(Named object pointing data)
((

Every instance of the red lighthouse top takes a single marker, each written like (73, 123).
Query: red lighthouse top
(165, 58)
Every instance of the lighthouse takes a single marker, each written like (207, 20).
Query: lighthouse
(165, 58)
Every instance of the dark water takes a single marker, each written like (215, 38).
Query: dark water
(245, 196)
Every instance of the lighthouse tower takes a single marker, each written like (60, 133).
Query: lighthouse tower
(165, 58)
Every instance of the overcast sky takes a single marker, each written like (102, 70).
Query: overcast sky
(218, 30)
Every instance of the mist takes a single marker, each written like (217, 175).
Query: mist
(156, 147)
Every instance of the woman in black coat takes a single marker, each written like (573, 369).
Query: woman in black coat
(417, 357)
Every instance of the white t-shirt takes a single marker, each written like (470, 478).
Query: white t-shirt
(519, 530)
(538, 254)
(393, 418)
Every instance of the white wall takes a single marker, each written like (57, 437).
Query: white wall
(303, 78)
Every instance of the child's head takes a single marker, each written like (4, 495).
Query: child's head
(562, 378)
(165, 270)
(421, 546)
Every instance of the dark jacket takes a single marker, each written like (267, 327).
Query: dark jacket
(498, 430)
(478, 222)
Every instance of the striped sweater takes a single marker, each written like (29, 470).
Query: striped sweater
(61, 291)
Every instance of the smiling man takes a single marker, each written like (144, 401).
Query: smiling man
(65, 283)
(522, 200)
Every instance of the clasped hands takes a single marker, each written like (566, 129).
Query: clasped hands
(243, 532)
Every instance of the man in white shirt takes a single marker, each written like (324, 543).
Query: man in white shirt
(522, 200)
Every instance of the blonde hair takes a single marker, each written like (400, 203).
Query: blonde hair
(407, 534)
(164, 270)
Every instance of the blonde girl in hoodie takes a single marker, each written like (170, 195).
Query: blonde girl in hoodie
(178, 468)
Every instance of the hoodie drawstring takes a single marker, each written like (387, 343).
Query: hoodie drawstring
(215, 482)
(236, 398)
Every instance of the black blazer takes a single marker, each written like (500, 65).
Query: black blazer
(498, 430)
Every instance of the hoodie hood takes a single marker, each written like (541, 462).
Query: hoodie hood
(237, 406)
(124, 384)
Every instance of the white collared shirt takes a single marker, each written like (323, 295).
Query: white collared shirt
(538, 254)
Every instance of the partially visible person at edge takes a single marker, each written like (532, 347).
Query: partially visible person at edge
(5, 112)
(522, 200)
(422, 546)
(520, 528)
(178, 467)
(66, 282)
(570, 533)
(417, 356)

))

WHAT IS ASKED | Copy the data word for word, starting with the line that contains "Every instance of the white collared" and continuing through the end of the data.

RIGHT ANSWER |
Every instance of the white collared shirt takes a single marker, each written like (323, 295).
Query: white collared shirt
(538, 254)
Every instance of the partially visible person at edge takes a single marker, each written like (532, 347).
Query: partially visible person at edge
(5, 112)
(522, 200)
(422, 546)
(520, 528)
(178, 467)
(66, 282)
(570, 533)
(417, 356)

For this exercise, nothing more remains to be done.